Records from a point labeling set:
Start
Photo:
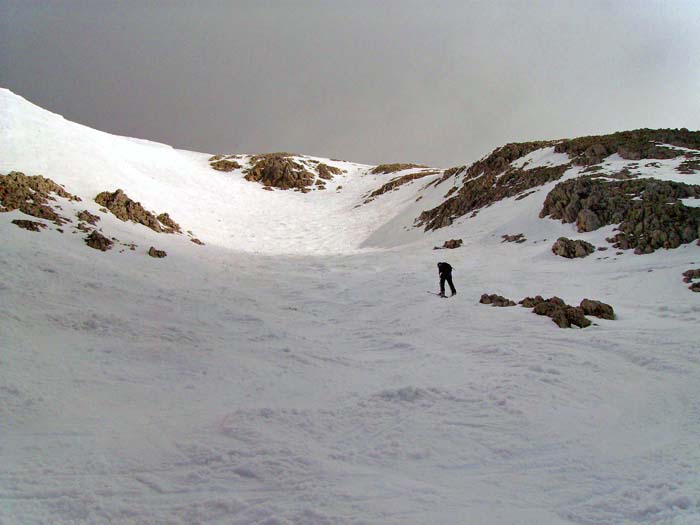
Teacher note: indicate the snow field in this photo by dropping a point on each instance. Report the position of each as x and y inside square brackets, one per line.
[318, 383]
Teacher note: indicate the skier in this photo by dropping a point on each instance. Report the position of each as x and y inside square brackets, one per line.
[445, 272]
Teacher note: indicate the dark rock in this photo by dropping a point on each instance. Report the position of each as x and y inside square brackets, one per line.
[98, 241]
[326, 172]
[561, 313]
[31, 195]
[496, 300]
[126, 209]
[531, 302]
[597, 309]
[88, 217]
[489, 180]
[518, 238]
[396, 183]
[158, 254]
[29, 225]
[649, 212]
[170, 225]
[224, 164]
[393, 168]
[572, 248]
[689, 275]
[279, 170]
[450, 245]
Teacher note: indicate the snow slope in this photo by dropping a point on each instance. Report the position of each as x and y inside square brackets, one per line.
[294, 370]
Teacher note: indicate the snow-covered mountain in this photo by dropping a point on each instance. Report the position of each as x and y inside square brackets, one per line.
[288, 367]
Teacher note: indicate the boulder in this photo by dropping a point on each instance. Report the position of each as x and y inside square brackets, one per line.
[496, 300]
[32, 226]
[571, 249]
[597, 309]
[531, 302]
[88, 217]
[517, 238]
[98, 241]
[562, 314]
[450, 245]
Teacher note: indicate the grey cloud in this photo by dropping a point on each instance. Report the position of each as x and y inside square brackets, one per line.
[440, 83]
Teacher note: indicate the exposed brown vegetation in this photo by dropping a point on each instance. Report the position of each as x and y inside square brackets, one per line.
[326, 172]
[126, 209]
[279, 170]
[649, 212]
[493, 178]
[225, 165]
[484, 186]
[393, 168]
[450, 245]
[517, 238]
[98, 241]
[170, 225]
[88, 217]
[31, 195]
[632, 145]
[572, 249]
[32, 226]
[689, 276]
[158, 254]
[396, 183]
[496, 300]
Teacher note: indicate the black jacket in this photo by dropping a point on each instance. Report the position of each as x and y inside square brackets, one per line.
[444, 269]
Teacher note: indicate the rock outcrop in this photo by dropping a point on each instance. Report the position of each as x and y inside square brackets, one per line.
[86, 216]
[397, 182]
[126, 209]
[31, 195]
[393, 168]
[98, 241]
[279, 170]
[517, 238]
[488, 181]
[689, 276]
[571, 249]
[222, 164]
[564, 315]
[631, 145]
[450, 245]
[32, 226]
[158, 254]
[597, 309]
[649, 212]
[496, 300]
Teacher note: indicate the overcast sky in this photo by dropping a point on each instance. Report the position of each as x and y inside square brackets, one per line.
[440, 83]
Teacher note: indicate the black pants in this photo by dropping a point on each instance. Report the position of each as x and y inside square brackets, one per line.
[447, 277]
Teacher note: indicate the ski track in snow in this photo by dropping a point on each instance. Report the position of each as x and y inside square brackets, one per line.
[223, 387]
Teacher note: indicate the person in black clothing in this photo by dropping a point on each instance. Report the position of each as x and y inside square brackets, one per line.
[445, 272]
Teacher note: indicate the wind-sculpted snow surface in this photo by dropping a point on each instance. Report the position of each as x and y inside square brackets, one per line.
[324, 386]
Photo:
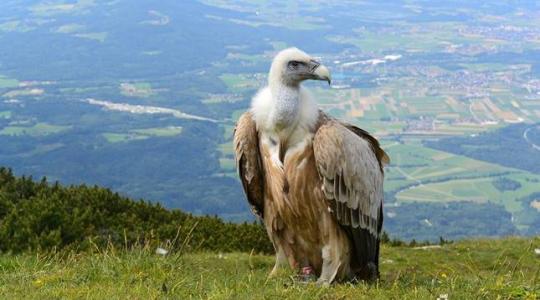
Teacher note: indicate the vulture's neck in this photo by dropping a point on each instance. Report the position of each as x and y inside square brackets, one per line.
[284, 111]
[285, 106]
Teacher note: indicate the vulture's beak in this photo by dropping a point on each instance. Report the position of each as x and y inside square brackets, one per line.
[320, 72]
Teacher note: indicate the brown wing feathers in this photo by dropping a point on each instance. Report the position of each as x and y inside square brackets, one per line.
[248, 162]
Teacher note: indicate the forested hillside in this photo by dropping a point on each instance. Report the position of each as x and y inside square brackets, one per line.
[45, 216]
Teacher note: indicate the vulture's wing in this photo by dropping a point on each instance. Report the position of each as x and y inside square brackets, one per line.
[350, 163]
[248, 162]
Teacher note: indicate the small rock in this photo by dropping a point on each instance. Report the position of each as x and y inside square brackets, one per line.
[161, 251]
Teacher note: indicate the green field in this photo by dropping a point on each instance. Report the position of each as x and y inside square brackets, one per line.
[141, 134]
[39, 129]
[476, 269]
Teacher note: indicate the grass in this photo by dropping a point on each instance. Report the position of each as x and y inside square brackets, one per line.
[476, 269]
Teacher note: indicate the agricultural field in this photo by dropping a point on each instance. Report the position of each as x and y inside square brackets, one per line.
[38, 129]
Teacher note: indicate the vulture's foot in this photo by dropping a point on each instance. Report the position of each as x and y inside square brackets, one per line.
[306, 275]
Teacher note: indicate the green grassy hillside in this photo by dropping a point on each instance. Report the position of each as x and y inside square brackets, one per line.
[479, 269]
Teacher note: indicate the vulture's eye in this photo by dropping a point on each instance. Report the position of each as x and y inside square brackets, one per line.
[294, 64]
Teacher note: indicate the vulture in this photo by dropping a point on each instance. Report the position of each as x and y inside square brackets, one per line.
[315, 182]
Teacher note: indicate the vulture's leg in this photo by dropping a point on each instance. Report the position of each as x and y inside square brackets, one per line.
[281, 261]
[336, 261]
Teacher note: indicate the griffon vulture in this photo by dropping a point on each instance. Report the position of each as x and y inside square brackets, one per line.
[316, 182]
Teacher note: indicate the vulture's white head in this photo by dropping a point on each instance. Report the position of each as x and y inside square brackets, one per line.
[292, 66]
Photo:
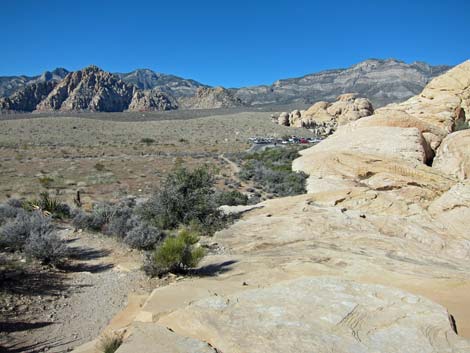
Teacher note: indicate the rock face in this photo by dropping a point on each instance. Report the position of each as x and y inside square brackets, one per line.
[11, 84]
[375, 258]
[212, 98]
[90, 89]
[453, 155]
[317, 315]
[145, 79]
[152, 100]
[26, 99]
[324, 117]
[381, 81]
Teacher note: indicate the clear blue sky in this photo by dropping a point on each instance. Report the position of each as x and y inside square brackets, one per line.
[229, 43]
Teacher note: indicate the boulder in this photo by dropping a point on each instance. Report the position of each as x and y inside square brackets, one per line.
[320, 314]
[90, 89]
[453, 155]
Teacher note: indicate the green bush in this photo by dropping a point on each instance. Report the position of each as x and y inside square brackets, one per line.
[177, 253]
[271, 170]
[230, 198]
[184, 197]
[48, 204]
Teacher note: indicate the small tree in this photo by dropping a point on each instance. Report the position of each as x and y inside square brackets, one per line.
[178, 253]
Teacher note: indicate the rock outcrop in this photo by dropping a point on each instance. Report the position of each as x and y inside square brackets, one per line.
[12, 84]
[90, 89]
[324, 117]
[211, 98]
[26, 99]
[381, 81]
[145, 79]
[453, 155]
[375, 258]
[152, 100]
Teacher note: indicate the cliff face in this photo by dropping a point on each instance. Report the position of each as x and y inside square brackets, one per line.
[212, 98]
[381, 81]
[90, 89]
[11, 84]
[374, 258]
[152, 100]
[26, 99]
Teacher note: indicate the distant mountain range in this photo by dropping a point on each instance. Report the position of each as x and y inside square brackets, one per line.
[381, 81]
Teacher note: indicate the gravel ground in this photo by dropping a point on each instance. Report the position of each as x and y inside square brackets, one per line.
[79, 300]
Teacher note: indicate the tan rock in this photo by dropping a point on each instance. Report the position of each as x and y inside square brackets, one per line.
[453, 155]
[326, 314]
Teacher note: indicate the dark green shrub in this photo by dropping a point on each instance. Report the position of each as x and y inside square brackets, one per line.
[143, 237]
[147, 140]
[271, 170]
[230, 198]
[185, 196]
[48, 248]
[177, 253]
[110, 343]
[49, 204]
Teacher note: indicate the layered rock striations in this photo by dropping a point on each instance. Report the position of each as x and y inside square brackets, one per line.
[324, 117]
[212, 98]
[381, 81]
[374, 258]
[90, 89]
[26, 99]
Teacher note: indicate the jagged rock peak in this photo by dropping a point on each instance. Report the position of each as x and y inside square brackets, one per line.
[89, 89]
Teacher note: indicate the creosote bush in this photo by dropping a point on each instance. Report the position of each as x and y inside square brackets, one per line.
[110, 343]
[48, 204]
[185, 196]
[34, 234]
[176, 254]
[271, 169]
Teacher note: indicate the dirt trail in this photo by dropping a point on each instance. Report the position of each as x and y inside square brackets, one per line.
[82, 299]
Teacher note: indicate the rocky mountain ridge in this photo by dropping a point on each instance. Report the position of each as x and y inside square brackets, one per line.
[381, 81]
[374, 258]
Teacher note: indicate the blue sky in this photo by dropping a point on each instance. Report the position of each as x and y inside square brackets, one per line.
[229, 43]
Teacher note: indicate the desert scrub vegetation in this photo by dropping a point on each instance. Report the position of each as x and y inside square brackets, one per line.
[178, 253]
[170, 223]
[110, 343]
[271, 170]
[49, 205]
[31, 233]
[186, 197]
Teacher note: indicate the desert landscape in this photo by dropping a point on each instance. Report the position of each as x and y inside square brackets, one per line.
[287, 197]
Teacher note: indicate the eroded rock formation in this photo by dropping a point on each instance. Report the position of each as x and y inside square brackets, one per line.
[375, 258]
[151, 100]
[324, 117]
[90, 89]
[211, 98]
[26, 99]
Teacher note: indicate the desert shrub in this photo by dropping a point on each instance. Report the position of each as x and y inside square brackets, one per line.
[147, 140]
[48, 204]
[110, 343]
[230, 198]
[8, 212]
[15, 232]
[143, 237]
[176, 254]
[34, 234]
[46, 181]
[121, 221]
[461, 124]
[271, 170]
[47, 247]
[99, 167]
[185, 196]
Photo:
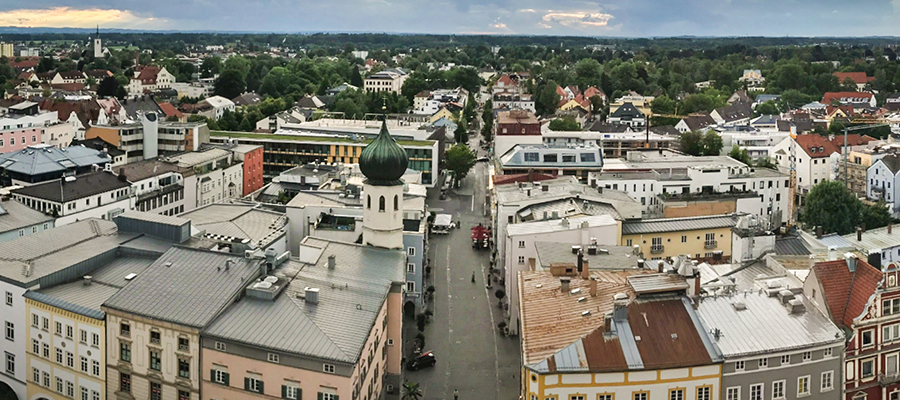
End
YOUR INSTRUCTIONS —
Report every line of the data above that contains the word "small". Case counts.

ANSWER TO THE EXERCISE —
Teacher note: indicate the small rock in this photo by dropping a point on each instance. Report the position of each as x and y inside square brackets, one per line.
Teacher note: indicate the small tree in this photo by dropping a point on each instance. Report the position of each as x and y inside square brackets, one per line.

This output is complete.